WRITTEN PROBLEM =>
Arrange as a numbered list the rows starting with the line that contains "Report x and y for each instance of the framed" and going on through the line that contains "x=179, y=495", leaving out any blank lines.

____________

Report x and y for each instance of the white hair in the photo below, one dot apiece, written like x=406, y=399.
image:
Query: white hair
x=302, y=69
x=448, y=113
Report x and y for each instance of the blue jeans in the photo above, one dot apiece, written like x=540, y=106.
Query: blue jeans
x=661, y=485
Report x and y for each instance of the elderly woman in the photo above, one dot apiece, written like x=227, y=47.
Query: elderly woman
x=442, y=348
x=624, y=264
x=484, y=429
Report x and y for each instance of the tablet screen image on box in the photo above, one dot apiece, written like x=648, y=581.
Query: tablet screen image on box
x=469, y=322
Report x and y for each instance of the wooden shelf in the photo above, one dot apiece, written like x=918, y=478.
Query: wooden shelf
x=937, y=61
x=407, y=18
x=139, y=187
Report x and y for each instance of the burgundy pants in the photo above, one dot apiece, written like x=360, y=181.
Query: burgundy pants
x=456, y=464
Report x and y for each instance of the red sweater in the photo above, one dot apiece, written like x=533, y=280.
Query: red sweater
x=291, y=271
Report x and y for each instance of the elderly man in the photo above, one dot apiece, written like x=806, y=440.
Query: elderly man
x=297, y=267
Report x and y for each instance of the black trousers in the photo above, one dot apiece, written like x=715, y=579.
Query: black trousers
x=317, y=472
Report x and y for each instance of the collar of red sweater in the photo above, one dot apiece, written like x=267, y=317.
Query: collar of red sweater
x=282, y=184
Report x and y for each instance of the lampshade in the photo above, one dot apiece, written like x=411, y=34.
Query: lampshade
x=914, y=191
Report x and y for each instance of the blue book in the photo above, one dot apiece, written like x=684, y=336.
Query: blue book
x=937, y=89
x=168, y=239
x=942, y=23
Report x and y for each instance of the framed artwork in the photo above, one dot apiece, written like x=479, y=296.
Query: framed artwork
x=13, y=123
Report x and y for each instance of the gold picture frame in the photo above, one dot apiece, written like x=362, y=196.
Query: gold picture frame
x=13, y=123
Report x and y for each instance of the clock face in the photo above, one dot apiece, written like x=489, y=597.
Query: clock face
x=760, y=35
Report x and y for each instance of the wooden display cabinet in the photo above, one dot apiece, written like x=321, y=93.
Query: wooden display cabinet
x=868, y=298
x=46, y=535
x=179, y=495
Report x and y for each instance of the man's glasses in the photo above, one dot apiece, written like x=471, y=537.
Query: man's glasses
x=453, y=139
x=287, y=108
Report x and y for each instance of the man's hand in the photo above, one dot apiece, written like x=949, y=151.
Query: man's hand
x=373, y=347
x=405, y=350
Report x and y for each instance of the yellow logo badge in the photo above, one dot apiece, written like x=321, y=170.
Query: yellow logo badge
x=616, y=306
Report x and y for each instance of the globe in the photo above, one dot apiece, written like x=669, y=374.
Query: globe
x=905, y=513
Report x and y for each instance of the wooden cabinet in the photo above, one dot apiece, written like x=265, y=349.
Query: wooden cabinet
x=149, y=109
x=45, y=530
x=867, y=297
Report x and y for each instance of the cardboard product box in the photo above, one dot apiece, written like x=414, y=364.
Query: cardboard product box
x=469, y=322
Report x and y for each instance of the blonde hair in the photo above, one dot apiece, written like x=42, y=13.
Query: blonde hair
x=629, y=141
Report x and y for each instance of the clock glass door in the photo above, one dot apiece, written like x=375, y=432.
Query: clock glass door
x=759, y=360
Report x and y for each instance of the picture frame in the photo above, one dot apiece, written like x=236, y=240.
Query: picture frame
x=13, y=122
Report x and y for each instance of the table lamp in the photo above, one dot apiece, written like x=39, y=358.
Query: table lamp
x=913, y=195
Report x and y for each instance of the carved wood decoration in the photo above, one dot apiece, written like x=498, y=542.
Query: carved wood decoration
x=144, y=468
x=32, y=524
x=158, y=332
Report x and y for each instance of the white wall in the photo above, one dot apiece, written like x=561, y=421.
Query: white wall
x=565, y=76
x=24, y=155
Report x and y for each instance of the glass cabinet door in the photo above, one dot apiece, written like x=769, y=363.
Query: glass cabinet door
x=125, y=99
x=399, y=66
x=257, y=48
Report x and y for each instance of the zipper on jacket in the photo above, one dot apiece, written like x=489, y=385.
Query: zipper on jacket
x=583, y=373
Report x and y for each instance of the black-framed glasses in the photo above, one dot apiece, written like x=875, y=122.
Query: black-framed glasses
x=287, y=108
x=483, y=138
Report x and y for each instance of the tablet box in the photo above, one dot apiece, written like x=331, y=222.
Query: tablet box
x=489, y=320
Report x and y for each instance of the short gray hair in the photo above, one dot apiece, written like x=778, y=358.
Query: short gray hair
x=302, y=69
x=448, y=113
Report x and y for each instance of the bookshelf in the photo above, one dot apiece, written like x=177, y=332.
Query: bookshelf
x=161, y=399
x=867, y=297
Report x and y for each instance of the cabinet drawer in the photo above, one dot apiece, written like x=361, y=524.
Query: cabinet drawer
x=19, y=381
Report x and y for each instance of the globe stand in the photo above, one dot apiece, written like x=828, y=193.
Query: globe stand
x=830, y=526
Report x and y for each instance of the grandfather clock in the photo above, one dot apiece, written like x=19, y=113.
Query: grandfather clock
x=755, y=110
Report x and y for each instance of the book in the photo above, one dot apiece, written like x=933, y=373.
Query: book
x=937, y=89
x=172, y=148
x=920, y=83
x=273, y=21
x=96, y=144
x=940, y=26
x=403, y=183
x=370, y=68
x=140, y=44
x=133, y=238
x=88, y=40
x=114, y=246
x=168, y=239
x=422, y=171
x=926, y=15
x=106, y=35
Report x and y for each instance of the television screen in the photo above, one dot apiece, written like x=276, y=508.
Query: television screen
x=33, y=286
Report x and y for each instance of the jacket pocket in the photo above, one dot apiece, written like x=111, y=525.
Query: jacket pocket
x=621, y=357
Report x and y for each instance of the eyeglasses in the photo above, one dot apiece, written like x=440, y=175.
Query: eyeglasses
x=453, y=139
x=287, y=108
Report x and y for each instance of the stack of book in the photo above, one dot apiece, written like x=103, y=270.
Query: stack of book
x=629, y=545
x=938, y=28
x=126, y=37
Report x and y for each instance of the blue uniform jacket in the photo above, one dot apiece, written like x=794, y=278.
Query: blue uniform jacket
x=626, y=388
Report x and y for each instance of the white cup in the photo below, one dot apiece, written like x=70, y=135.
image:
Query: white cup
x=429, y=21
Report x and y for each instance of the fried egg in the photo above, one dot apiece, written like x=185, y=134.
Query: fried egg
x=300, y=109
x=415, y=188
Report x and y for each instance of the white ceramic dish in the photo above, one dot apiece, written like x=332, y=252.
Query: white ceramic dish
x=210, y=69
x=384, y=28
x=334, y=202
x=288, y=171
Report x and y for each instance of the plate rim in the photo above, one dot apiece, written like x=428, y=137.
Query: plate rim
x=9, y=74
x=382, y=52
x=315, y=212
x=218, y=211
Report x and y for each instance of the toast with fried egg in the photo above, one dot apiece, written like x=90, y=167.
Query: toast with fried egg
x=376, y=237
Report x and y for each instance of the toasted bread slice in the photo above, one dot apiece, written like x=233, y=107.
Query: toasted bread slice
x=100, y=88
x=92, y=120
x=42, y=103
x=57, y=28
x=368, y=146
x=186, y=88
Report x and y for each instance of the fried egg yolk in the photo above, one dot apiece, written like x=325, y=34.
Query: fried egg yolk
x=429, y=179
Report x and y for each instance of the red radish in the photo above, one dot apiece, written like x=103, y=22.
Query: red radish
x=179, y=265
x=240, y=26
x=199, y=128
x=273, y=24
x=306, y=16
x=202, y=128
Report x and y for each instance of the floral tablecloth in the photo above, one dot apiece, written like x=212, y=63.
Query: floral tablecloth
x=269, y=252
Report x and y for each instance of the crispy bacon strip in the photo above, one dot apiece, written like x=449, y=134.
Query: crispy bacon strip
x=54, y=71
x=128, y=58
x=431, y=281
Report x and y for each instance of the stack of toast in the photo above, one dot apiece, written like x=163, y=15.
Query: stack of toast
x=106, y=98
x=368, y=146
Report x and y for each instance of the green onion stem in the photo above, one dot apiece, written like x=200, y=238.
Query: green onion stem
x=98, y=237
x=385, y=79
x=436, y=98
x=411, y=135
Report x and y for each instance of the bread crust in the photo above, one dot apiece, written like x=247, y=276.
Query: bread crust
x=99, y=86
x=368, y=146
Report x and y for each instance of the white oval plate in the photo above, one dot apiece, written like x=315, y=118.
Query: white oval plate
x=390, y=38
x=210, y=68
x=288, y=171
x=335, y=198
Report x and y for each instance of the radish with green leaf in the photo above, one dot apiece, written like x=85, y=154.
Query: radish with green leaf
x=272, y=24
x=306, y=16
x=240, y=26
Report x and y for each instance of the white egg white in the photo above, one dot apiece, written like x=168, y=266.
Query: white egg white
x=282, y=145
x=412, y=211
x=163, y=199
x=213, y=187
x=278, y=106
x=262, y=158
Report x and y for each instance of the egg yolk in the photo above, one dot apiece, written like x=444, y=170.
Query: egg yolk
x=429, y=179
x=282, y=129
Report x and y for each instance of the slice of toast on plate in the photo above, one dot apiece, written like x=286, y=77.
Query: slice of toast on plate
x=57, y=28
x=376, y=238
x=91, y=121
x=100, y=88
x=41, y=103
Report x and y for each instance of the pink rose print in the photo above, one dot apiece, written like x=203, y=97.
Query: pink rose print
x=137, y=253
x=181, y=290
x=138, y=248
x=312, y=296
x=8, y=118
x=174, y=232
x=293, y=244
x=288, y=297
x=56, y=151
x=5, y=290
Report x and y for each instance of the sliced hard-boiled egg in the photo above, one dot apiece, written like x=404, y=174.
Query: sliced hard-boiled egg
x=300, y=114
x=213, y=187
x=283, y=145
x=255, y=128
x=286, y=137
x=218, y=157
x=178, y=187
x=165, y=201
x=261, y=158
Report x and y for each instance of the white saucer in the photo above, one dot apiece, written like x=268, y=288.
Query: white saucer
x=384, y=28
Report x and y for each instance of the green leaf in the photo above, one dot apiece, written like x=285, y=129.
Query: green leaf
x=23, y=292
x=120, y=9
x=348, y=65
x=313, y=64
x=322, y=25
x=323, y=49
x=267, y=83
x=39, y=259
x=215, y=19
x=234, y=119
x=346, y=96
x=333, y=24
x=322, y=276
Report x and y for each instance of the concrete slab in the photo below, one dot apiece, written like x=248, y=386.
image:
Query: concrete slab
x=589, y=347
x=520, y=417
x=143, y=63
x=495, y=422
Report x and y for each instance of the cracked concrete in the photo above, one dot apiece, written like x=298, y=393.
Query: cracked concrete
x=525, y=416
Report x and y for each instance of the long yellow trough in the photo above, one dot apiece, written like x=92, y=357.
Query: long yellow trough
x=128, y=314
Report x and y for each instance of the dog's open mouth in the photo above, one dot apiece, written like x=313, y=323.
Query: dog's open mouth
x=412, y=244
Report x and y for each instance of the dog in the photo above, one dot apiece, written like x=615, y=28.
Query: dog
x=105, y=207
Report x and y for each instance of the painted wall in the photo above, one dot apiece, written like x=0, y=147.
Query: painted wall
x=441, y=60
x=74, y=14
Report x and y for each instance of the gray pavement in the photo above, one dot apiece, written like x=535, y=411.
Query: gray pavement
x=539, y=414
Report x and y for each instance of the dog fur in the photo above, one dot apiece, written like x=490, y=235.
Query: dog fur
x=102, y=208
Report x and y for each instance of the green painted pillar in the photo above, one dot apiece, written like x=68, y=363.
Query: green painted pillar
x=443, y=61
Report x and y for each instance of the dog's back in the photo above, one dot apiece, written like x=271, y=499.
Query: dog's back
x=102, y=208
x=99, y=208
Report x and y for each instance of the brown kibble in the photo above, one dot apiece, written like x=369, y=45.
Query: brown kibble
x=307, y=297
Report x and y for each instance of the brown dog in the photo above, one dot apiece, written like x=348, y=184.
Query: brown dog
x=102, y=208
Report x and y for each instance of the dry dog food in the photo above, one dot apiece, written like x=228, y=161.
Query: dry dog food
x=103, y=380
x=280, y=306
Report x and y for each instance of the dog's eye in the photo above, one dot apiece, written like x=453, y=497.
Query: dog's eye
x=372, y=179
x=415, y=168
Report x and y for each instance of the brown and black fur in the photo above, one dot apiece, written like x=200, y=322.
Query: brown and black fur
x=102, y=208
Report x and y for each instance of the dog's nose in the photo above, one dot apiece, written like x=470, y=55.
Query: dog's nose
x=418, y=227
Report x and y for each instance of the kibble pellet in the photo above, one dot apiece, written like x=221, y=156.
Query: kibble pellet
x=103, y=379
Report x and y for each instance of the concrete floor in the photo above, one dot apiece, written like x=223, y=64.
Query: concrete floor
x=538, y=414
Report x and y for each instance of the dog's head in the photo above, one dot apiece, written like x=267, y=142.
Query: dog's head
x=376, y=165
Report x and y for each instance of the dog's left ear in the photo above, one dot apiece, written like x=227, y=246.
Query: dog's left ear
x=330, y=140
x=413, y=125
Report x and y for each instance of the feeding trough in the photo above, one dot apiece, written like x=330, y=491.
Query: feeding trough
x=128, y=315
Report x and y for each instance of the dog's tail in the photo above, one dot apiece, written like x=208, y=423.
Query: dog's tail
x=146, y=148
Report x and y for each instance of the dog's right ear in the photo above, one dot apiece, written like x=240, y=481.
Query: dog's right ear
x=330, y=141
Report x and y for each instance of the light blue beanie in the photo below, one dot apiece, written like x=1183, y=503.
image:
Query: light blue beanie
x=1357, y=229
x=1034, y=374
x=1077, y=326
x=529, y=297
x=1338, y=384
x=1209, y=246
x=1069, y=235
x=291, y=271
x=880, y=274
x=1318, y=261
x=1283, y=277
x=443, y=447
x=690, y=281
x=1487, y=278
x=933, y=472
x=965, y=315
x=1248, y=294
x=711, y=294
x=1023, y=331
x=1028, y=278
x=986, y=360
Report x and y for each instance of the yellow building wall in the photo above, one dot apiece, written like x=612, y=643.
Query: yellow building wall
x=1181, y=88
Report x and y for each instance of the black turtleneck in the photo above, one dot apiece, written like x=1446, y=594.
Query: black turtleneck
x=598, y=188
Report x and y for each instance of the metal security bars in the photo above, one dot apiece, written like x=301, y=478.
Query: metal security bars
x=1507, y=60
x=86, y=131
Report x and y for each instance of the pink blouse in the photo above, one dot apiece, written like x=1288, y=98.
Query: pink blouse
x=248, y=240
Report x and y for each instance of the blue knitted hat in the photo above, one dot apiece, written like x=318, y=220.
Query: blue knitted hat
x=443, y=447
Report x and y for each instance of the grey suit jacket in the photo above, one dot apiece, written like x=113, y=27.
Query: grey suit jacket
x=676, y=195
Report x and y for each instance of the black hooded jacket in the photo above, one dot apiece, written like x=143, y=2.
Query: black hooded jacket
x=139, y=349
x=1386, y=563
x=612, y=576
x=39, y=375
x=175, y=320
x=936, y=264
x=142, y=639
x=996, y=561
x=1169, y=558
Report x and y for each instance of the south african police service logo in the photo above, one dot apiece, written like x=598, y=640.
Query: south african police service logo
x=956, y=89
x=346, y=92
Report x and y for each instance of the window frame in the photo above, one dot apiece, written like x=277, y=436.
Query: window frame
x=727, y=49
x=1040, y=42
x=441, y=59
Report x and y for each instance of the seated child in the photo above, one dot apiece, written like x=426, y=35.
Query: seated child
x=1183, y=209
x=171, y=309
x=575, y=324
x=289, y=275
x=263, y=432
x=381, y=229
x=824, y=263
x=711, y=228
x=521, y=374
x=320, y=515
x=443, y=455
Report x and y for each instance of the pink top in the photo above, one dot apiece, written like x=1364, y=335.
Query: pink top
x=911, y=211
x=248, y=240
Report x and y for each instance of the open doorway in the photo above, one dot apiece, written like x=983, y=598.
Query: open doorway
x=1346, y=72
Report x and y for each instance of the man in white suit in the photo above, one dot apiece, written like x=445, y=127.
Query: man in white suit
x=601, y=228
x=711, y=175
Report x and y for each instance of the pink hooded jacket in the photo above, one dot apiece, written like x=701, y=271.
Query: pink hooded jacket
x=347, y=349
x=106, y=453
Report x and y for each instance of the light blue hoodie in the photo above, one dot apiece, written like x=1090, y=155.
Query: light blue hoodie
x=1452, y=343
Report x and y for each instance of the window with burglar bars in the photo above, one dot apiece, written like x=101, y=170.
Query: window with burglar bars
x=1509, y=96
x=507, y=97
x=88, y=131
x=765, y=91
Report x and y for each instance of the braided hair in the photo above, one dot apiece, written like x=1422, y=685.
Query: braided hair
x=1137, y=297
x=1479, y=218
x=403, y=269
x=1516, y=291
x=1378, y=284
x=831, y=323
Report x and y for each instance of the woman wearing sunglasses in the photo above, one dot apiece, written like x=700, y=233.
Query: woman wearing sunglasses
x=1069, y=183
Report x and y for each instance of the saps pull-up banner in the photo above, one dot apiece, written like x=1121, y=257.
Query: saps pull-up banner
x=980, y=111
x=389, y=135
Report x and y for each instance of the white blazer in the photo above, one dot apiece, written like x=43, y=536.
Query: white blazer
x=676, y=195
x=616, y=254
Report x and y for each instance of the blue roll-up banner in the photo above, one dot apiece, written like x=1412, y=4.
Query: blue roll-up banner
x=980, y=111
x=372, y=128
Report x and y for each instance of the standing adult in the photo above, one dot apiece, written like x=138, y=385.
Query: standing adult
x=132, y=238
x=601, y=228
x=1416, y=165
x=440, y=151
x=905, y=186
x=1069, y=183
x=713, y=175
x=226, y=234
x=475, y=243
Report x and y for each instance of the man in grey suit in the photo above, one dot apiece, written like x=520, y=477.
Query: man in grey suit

____________

ANSWER TO THIS PROBLEM =>
1. Report x and y for each instance of the framed artwork in the photo above, one dot apiece, written like x=479, y=296.
2. Query: framed artwork
3. x=13, y=123
4. Report x and y for each instance of the gold picture frame in the photo above, one dot apiece, written like x=362, y=196.
5. Query: gold picture frame
6. x=13, y=123
7. Report x and y for each instance of the clock face in the photo above, one dot apiece, written like x=489, y=597.
8. Query: clock face
9. x=760, y=35
10. Report x and y for each instance of the wooden display cabinet in the photo above, one dot apiece, written like x=321, y=93.
11. Query: wooden display cabinet
12. x=868, y=298
13. x=46, y=535
14. x=179, y=495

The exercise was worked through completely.